_Problem_: Copy the lines of the records below from the beginning through the line that contains "[0,0,520,191]", including that line. Leave out the pictures.

Detection annotation records
----

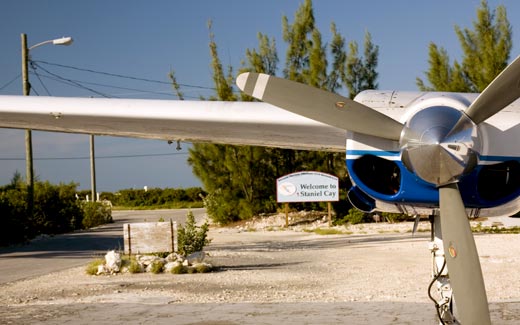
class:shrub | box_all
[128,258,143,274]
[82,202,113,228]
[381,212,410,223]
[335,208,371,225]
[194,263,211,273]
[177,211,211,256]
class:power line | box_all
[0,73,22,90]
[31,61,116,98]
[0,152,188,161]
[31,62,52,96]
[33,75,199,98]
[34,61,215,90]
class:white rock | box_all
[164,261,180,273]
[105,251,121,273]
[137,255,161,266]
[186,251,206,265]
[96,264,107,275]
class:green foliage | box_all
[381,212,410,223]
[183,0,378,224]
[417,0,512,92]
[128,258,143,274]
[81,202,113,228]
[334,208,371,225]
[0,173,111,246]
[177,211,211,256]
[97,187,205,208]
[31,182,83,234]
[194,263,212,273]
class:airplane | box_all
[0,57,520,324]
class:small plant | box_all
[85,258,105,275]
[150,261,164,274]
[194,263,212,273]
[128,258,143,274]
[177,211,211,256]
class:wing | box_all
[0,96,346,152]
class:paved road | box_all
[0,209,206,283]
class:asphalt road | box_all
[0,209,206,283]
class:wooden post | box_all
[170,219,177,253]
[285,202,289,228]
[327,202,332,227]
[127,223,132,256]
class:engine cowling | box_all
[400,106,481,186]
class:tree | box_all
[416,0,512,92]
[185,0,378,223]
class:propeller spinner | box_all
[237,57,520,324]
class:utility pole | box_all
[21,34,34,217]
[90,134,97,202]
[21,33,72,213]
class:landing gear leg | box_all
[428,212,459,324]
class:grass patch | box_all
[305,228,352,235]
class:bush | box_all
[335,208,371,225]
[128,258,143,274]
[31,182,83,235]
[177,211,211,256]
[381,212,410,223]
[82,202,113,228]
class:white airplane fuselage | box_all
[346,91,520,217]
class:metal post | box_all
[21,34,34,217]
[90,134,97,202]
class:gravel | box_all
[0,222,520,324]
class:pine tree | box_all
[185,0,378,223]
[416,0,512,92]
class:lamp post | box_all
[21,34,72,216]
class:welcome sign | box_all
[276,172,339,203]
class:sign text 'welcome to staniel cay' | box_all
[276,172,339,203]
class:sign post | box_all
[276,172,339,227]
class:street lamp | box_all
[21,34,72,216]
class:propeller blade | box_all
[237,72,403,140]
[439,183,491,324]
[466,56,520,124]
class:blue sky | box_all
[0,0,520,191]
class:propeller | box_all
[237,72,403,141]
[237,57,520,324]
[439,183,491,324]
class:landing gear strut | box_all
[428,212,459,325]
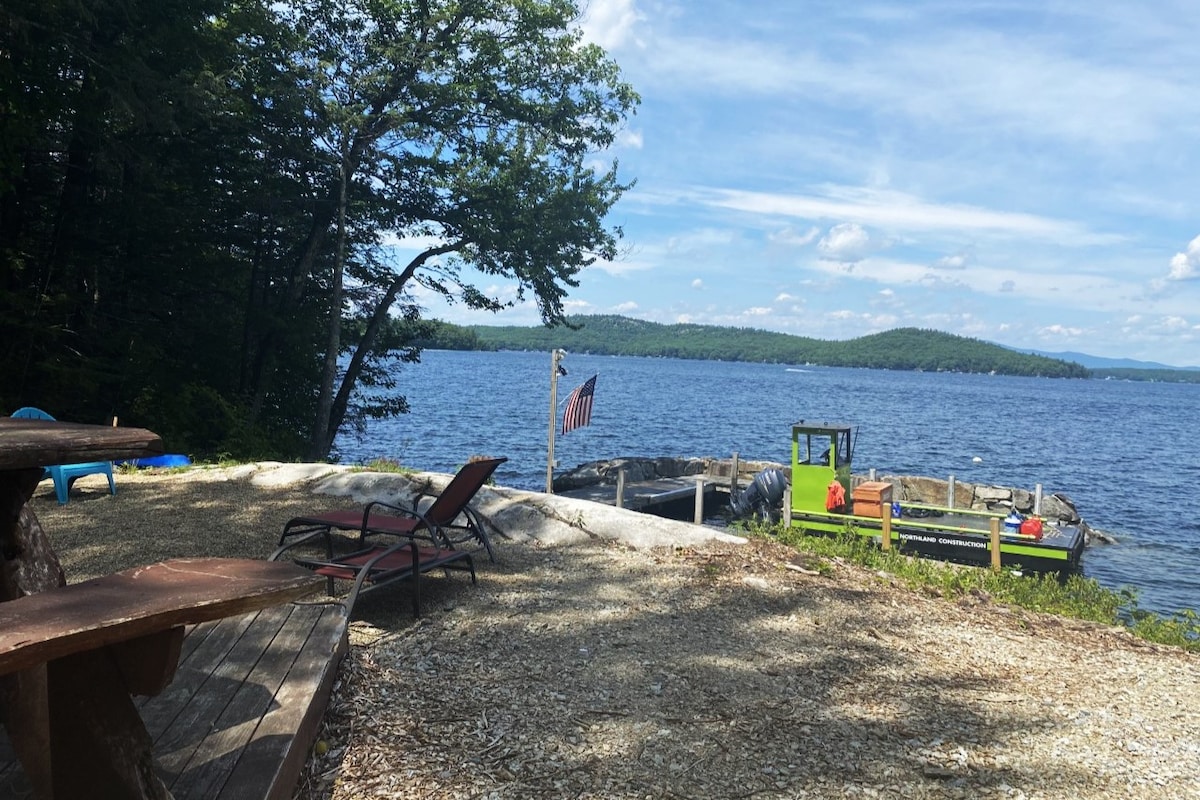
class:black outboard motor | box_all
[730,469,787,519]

----

_Exercise response_:
class:shrub | box_all
[128,258,143,274]
[82,202,113,228]
[381,212,410,223]
[335,208,371,225]
[194,263,211,273]
[177,211,211,256]
class:power line | box_all
[0,73,22,90]
[31,61,116,98]
[0,152,188,161]
[31,62,52,96]
[33,75,199,98]
[34,61,215,90]
class:white rock | box_all
[164,261,180,273]
[105,251,121,273]
[137,255,161,266]
[186,251,206,265]
[96,264,107,275]
class:green foliage | box_all
[381,212,410,223]
[183,0,378,224]
[417,0,512,92]
[128,258,143,274]
[81,202,113,228]
[334,208,371,225]
[0,173,111,246]
[177,211,211,256]
[97,187,205,208]
[31,182,83,234]
[194,263,212,273]
class:airplane | box_all
[0,57,520,324]
class:small plant | box_all
[85,258,105,275]
[150,261,164,274]
[194,263,212,273]
[128,258,143,274]
[177,211,211,256]
class:wing | box_all
[0,96,346,152]
class:paved road | box_all
[0,209,206,283]
class:asphalt road | box_all
[0,209,206,283]
class:wooden post | box_all
[170,219,177,253]
[285,202,289,228]
[327,202,332,227]
[127,223,132,256]
class:engine cowling | box_all
[400,106,481,186]
class:tree | box_all
[416,0,512,92]
[185,0,378,223]
class:propeller spinner | box_all
[237,57,520,324]
class:utility pole | box_all
[21,34,34,217]
[90,134,97,202]
[21,33,72,213]
class:landing gear leg | box_all
[428,212,459,324]
class:grass patch | box_all
[305,228,352,235]
class:bush | box_all
[335,208,371,225]
[128,258,143,274]
[31,182,83,235]
[177,211,211,256]
[381,212,410,223]
[82,202,113,228]
class:white airplane fuselage | box_all
[346,91,520,217]
class:metal post | box_all
[21,34,34,217]
[90,134,97,202]
class:gravel | box_all
[0,222,520,324]
class:pine tree | box_all
[185,0,378,223]
[416,0,512,92]
class:lamp post | box_all
[21,34,72,216]
class:welcome sign | box_all
[276,172,339,203]
class:sign text 'welcome to staniel cay' | box_all
[276,172,339,203]
class:sign post | box_all
[276,172,339,227]
class:street lamp | box_all
[21,34,72,216]
class:propeller blade | box_all
[237,72,403,140]
[439,183,491,324]
[466,56,520,124]
class:blue sky | box_all
[0,0,520,191]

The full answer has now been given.